(begin)

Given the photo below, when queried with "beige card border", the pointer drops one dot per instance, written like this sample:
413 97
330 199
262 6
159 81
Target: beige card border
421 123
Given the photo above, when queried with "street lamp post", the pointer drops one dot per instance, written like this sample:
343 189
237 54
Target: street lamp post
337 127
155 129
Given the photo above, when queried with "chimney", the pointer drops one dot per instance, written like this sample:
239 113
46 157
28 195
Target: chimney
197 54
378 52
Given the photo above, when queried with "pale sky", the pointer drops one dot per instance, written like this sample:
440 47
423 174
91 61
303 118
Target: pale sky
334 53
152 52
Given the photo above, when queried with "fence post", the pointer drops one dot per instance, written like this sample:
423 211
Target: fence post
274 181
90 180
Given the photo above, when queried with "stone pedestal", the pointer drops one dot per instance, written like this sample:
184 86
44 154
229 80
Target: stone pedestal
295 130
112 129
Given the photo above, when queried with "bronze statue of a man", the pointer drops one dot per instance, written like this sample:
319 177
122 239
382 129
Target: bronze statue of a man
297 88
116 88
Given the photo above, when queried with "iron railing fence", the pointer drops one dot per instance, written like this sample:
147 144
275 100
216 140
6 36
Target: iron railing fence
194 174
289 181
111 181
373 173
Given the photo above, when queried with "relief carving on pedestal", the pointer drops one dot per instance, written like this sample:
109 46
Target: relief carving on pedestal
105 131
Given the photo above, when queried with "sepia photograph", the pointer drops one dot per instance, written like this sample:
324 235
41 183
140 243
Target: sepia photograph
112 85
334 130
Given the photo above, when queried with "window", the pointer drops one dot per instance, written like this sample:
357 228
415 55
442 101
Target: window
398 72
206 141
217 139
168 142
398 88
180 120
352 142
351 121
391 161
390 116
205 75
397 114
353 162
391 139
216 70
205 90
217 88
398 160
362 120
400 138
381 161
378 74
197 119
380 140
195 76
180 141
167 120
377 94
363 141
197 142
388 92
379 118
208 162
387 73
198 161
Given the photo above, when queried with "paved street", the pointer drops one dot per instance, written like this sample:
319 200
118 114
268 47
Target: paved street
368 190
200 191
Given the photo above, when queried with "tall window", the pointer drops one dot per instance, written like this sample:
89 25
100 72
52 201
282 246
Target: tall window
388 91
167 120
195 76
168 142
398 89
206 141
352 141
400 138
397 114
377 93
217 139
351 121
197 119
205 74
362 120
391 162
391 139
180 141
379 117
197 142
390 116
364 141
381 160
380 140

(end)

WRITTEN EXERCISE> Copy out every line of the records above that contains the string "beige".

RESPONSE>
Given the photo below, when queried with "beige card border", the pointer drops one dot per instance, written like this sample:
Target: beige card border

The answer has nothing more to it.